Records for this task
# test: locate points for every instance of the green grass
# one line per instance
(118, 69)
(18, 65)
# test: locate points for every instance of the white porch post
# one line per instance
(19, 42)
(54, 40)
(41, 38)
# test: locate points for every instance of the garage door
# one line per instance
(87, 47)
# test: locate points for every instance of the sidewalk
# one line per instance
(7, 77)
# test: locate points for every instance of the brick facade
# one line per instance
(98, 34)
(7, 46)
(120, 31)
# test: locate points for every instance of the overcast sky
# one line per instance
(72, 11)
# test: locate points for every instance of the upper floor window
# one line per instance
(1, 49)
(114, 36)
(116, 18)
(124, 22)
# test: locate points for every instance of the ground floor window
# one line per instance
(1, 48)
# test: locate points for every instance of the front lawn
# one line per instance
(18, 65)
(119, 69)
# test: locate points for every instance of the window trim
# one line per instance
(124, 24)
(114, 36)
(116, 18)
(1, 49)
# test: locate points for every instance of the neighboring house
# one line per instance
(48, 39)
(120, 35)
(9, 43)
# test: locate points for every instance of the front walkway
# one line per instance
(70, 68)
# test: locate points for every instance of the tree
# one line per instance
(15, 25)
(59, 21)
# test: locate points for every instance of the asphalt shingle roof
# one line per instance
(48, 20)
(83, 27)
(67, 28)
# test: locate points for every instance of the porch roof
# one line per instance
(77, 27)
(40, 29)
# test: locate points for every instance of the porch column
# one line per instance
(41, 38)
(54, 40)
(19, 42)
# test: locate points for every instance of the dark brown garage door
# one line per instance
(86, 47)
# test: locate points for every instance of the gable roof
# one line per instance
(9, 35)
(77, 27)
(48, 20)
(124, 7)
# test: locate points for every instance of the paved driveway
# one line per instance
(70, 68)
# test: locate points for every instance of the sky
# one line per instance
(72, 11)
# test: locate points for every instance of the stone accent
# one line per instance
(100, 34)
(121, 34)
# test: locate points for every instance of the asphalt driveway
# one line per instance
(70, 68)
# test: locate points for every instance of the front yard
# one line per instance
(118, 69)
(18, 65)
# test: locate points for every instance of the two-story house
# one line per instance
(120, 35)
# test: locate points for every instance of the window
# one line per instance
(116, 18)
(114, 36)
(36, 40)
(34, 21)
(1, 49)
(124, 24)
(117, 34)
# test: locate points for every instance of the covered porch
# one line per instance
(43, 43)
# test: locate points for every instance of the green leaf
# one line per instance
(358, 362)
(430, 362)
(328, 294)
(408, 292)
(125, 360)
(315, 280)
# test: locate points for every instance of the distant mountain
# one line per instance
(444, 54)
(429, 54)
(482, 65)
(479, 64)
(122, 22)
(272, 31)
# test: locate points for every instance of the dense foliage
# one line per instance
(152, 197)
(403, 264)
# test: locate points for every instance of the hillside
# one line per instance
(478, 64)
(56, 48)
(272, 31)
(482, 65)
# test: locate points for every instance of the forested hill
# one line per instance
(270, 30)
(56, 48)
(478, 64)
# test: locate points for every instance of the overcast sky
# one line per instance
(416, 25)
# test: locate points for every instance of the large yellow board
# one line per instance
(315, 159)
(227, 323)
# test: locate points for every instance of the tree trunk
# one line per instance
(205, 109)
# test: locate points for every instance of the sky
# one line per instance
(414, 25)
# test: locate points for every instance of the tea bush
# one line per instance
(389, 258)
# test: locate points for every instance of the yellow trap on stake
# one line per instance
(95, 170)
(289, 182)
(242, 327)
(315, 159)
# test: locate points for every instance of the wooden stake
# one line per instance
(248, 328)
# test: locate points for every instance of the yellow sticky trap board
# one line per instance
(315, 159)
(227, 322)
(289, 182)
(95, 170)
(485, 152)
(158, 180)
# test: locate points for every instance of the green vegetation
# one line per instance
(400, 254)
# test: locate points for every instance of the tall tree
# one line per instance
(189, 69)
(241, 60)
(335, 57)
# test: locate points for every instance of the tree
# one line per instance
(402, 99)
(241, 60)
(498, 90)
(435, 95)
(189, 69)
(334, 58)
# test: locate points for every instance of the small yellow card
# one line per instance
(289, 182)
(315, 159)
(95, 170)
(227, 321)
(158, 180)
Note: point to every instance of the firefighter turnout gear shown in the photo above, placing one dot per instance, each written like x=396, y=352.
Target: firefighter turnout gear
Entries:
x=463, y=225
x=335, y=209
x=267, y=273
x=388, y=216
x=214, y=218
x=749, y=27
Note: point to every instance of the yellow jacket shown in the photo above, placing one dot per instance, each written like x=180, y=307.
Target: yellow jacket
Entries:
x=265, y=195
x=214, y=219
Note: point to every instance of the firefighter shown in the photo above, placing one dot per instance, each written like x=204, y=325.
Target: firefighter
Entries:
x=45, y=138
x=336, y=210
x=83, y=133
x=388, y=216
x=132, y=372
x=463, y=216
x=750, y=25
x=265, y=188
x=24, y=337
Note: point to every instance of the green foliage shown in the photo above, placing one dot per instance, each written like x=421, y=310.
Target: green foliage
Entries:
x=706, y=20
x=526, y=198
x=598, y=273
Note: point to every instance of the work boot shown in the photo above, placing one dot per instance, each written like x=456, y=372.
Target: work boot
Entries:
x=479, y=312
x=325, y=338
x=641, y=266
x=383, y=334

Work to be completed
In the records above, find each line that mentions the string "foliage", then copy it.

Response to this exercise
# test: locate points for every instance of the dense foliage
Note: point to every instance of the green foliage shown in the photo above, placing one dot per instance, each written like x=421, y=310.
Target: green foliage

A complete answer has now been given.